- **Task directions**
Every entry must be copied word for word.

[Listed records Boundary: Start]

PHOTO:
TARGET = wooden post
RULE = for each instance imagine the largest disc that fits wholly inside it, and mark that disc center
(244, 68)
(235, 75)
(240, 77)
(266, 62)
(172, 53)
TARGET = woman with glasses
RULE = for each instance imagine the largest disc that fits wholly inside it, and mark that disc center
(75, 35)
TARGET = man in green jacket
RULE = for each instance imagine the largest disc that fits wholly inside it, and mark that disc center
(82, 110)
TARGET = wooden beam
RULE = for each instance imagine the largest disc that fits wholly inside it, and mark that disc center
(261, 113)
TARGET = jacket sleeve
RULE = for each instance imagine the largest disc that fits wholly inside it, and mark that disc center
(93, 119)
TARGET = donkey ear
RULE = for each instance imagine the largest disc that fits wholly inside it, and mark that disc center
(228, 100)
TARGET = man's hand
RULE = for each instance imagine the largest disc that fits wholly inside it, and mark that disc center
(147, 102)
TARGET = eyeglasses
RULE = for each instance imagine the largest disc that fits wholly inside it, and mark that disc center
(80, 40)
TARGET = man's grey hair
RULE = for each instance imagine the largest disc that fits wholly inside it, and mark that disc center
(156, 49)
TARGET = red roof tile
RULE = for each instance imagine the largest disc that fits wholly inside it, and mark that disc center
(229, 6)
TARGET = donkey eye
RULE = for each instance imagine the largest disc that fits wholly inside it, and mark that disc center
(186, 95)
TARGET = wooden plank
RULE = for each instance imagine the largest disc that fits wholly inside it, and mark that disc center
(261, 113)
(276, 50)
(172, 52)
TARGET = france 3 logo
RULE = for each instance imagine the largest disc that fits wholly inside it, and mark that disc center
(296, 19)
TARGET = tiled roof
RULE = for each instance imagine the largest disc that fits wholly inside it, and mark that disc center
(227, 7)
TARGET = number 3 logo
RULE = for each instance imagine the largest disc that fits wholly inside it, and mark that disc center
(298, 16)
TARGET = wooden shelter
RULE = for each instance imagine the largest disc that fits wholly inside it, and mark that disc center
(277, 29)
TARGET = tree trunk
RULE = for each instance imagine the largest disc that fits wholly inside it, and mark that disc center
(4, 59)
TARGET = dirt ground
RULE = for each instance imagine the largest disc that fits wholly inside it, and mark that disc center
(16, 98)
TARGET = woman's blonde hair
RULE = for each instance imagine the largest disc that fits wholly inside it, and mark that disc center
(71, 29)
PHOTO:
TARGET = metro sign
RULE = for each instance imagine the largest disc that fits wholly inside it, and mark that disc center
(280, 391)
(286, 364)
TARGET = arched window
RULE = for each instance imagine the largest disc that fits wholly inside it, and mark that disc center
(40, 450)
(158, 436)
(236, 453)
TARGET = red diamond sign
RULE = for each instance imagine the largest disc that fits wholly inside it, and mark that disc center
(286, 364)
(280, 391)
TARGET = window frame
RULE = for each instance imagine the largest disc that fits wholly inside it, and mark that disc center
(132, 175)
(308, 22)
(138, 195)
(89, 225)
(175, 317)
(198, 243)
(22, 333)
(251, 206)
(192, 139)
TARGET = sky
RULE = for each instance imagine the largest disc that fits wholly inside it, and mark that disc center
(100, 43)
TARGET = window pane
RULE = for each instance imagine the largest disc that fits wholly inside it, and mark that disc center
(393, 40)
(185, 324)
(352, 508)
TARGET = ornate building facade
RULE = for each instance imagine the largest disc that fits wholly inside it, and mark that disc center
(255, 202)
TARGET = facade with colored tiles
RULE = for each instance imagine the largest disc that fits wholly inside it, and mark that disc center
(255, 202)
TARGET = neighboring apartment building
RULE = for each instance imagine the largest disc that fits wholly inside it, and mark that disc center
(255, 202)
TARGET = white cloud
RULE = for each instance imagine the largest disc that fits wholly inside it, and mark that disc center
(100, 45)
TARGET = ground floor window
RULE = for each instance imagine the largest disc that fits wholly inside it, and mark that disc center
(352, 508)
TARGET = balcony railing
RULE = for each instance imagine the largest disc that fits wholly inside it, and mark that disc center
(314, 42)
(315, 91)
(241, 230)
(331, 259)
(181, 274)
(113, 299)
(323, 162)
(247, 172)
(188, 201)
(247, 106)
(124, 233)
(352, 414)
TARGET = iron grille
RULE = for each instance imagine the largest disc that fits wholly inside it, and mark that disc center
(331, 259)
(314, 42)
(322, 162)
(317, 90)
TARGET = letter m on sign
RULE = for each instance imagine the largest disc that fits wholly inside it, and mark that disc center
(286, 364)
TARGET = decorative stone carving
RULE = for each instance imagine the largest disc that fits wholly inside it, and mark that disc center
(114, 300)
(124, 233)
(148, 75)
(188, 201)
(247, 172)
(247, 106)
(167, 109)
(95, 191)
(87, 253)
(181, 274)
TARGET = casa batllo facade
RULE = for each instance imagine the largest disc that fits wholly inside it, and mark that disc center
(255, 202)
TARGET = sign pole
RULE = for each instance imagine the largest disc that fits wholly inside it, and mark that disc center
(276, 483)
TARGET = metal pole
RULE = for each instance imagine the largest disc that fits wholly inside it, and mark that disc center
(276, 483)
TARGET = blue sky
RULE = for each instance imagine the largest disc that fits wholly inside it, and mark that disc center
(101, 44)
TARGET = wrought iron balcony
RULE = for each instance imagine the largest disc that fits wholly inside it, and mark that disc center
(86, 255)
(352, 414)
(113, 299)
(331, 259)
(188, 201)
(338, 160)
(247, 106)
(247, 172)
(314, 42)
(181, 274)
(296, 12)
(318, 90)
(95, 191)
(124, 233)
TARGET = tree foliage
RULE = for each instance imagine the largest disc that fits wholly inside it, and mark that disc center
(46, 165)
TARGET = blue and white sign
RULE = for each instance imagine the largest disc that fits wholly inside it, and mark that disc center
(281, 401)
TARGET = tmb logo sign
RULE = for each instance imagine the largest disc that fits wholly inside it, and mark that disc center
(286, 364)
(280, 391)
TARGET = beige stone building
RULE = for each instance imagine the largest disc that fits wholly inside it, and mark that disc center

[Listed records Boundary: End]

- **Answer area**
PHOTO:
TARGET = wooden post
RULE = for each instance imagine the largest disc that fits wholly inside it, and mark that disc center
(244, 68)
(235, 75)
(240, 77)
(266, 62)
(172, 53)
TARGET = woman with glasses
RULE = for each instance imagine the largest disc that fits wholly inside it, and mark that disc center
(75, 35)
TARGET = man in green jacket
RULE = for each instance imagine the largest disc that fits wholly inside it, and mark that disc center
(82, 110)
TARGET = wooden beam
RULE = for each instance imagine the largest disc that fits wholly inside it, and mark that disc center
(261, 113)
TARGET = jacket sleeve
RULE = for each instance imagine the largest disc that fits wholly inside it, and mark that disc center
(93, 119)
TARGET = donkey ear
RULE = for each instance imagine the largest disc that fits wholly inside it, and mark that disc center
(228, 100)
TARGET = man's hand
RULE = for each instance imagine the largest disc that fits wholly inside it, and mark that disc center
(147, 102)
TARGET = eyeglasses
RULE = for each instance imagine the largest disc that fits wholly inside it, and mark that disc center
(80, 40)
TARGET = man's grey hair
RULE = for each instance imagine the largest disc that fits wholly inside it, and mark that disc center
(156, 49)
TARGET = red roof tile
RULE = for each instance imagine the largest disc that fits wholly inside it, and mark that disc center
(229, 6)
TARGET = donkey eye
RULE = for each instance imagine the largest disc that fits wholly inside it, and mark that disc center
(186, 95)
TARGET = wooden plank
RULE = for each instance imagine the largest disc that fits wholly inside it, and mark that disc center
(261, 113)
(276, 50)
(172, 52)
TARGET = france 3 logo
RULE = for each instance imagine the largest disc that fits wholly inside it, and mark that disc center
(296, 19)
TARGET = tiled roof
RULE = for each instance imagine the largest disc that fits wholly inside it, and mark that disc center
(227, 7)
TARGET = number 3 logo
RULE = for each instance imagine the largest disc that fits wholly inside it, and mark that disc center
(298, 16)
TARGET = wooden shelter
RULE = for each instance imagine the largest disc that fits wholly inside it, and mark that disc center
(277, 29)
TARGET = tree trunk
RULE = for each instance imagine the largest disc that fits wholly inside it, and mark that disc center
(4, 59)
TARGET = dirt ground
RULE = for each instance imagine the largest disc that fits wholly inside it, and mark that disc center
(16, 98)
TARGET = woman's blonde hair
RULE = for each instance imagine the largest disc that fits wholly inside it, and mark that disc center
(71, 29)
PHOTO:
TARGET = metro sign
RULE = for each instance imagine the largest disc that fits wholly inside it, and mark that disc center
(280, 391)
(286, 364)
TARGET = arched window
RULE = for each instance imagine the largest disc that fits wholly inside it, and mark that disc center
(40, 450)
(158, 436)
(236, 453)
TARGET = red diamond sign
RULE = for each instance imagine the largest disc that fits wholly inside it, and mark that disc center
(286, 364)
(280, 391)
TARGET = window frame
RULE = for each instance imagine the largest disc that fits wholly inside it, and mark that disc center
(132, 175)
(308, 22)
(138, 195)
(89, 225)
(175, 317)
(198, 243)
(22, 333)
(251, 206)
(192, 139)
TARGET = sky
RULE = for each instance imagine the largest disc that fits wholly inside it, and mark that disc center
(100, 43)
TARGET = window pane
RULE = for each instance imagine the largest disc that fits wholly inside it, and mark that disc center
(393, 40)
(185, 324)
(352, 508)
TARGET = ornate building facade
RULE = for each instance imagine the largest disc that fits wholly inside it, and mark that disc center
(255, 202)
TARGET = facade with colored tiles
RULE = for each instance imagine the largest disc that fits wholly inside it, and mark that disc center
(255, 202)
TARGET = neighboring apartment building
RULE = for each instance imagine the largest disc that fits wholly inside it, and mark that disc center
(255, 202)
TARGET = white cloud
RULE = for each instance imagine the largest disc that fits wholly inside it, and mark that disc center
(100, 45)
TARGET = ground floor window
RULE = for each instance imagine the largest disc that fits wholly inside it, and mark that disc center
(352, 508)
TARGET = balcony railing
RULE = for each instance imagine the largest disc that fits wholly inside it, and mark that disc center
(314, 42)
(315, 91)
(241, 230)
(331, 259)
(181, 274)
(113, 299)
(323, 162)
(247, 172)
(188, 201)
(247, 106)
(124, 233)
(352, 414)
TARGET = iron grille
RULE = for each instance imagine the largest disc that fits wholly inside it, and mark that disc center
(331, 259)
(314, 42)
(322, 162)
(317, 90)
TARGET = letter m on sign
RULE = for each instance imagine the largest disc that fits wholly inside it, and mark that disc center
(286, 364)
TARGET = decorative stone carving
RULE = for each instance imagine the largest disc that fits wholly inside it, and mark that disc center
(114, 300)
(124, 233)
(148, 75)
(188, 201)
(247, 172)
(247, 106)
(167, 109)
(95, 191)
(87, 253)
(181, 274)
TARGET = casa batllo facade
RULE = for each instance imagine the largest disc that fits wholly inside it, and mark that disc center
(255, 202)
TARGET = sign pole
RULE = for each instance imagine the largest disc that fits wholly inside it, and mark that disc center
(276, 483)
TARGET = metal pole
RULE = for each instance imagine the largest disc that fits wholly inside it, and mark that disc center
(276, 483)
TARGET = blue sky
RULE = for each instance imagine the largest disc that fits wholly inside it, and mark that disc center
(101, 44)
TARGET = wrought iron balcony
RULE = for each instance imagine the largest disc that fits wholly inside it, and mark that disc center
(86, 255)
(352, 414)
(113, 299)
(331, 259)
(188, 201)
(338, 160)
(247, 106)
(247, 172)
(314, 42)
(181, 274)
(296, 12)
(318, 90)
(95, 191)
(124, 233)
TARGET = tree foliage
RULE = for each instance imagine the largest disc that fits wholly inside it, and mark that disc center
(46, 165)
TARGET = blue and white sign
RULE = for each instance imagine the largest disc that fits wholly inside it, and mark that disc center
(281, 401)
TARGET = tmb logo sign
RULE = for each instance imagine the largest disc that fits wholly inside it, and mark that disc center
(286, 364)
(280, 391)
TARGET = beige stone building
RULE = for each instance imagine the largest disc that fits wholly inside it, and mark that disc center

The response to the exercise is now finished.